Powerful words heard in court today.

Moeller was there to request his federal case be dismissed.

And for the first time, Moeller admits to the kidnapping, rape and murder of nine-year-old Becky O'Connell.

KSFY News was at the court hearing Thursday.  A public defender argued South Dakota's lethal injection procedure for the death penalty equates to cruel and unusual punishment.

Moeller wants the case dismissed.

In fact, he told the judge he knows what his rights are and he know's what's right.

Despite what a public defender says, Moeller is ready to proceed with his execution.

Donald Moeller is able to make a knowing and voluntary decision to end these proceeding and accept responsibility for his actions.

South Dakota Attorney General Marty Jackley said it's not a matter of if Moeller will die, but how.

"This is the last pending action by Donald Moeller as the court has indicated. As we begin proceedings, the South Dakota Supreme Court and United States Supreme Court has already made the decision on guilt and on the sentence of death. Really, the only thing that is occurring in these proceedings is the method of the way that South Dakota carries out an execution," Jackley said.

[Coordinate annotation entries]
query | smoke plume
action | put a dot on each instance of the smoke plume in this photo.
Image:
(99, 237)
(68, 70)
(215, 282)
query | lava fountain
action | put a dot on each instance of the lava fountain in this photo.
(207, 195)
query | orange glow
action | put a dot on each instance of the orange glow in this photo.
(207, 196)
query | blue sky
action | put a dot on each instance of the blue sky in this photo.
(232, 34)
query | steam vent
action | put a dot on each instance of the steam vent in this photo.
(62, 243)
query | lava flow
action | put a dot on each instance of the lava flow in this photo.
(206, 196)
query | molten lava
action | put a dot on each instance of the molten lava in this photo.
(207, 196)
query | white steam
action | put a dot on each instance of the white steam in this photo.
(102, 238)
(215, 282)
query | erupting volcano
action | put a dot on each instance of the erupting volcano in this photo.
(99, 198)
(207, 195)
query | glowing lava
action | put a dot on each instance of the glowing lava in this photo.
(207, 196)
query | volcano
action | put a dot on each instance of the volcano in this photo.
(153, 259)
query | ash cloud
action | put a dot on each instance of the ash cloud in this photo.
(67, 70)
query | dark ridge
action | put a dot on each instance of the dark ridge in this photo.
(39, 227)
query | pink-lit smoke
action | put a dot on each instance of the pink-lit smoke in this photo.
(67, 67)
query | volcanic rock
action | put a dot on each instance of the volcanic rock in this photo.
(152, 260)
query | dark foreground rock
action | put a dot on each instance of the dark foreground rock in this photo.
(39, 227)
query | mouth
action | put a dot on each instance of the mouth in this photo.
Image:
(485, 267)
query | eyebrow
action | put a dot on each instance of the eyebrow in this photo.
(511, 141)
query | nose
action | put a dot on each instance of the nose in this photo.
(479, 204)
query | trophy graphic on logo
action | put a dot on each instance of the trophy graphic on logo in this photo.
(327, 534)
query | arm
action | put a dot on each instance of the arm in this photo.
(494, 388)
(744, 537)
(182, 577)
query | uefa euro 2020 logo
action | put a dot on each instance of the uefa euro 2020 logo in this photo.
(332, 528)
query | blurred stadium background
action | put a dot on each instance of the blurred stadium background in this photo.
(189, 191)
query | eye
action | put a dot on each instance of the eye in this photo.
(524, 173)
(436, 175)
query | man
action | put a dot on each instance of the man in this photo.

=== STATED TASK 1 ===
Translate this sentence from the Moeller court hearing report into Spanish: "South Dakota Attorney General Marty Jackley said it's not a matter of if Moeller will die, but how."
=== STATED TASK 2 ===
Reproduce the passage of the Moeller court hearing report starting at "Moeller was there" and ending at "with his execution.", renaming "public defender" to "defense attorney" throughout.
=== STATED TASK 3 ===
Write what comes next in the report on the Moeller court hearing, continuing from its final sentence.

=== OUTPUT 1 ===
El fiscal general de Dakota del Sur, Marty Jackley, dijo que no es cuestión de si Moeller morirá, sino de cómo.

=== OUTPUT 2 ===
Moeller was there to request his federal case be dismissed.

And for the first time, Moeller admits to the kidnapping, rape and murder of nine-year-old Becky O'Connell.

KSFY News was at the court hearing Thursday.  A defense attorney argued South Dakota's lethal injection procedure for the death penalty equates to cruel and unusual punishment.

Moeller wants the case dismissed.

In fact, he told the judge he knows what his rights are and he know's what's right.

Despite what a defense attorney says, Moeller is ready to proceed with his execution.

=== OUTPUT 3 ===
Jackley said there isn't much else to stop Moeller's execution.

The only thing under South Dakota law that would allow the execution to stop would either be an action by the governor or a stay of execution by a court's jurisdiction."

And if Governor Daugaard has an opinion on whether moeller should be executed, Jackley is tight-lipped about speaking with the governor.

"I have had several meetings with the governor involving both the Robert and Moeller case as well as procedures involved, but I keep the rest of the conversations confidential," Jackley said.

The public defender accused Moeller's new attorney, Mark Marshall, of working for the state.

Marshall objected and the attorney general ensured the court that Marshall is not working for the state.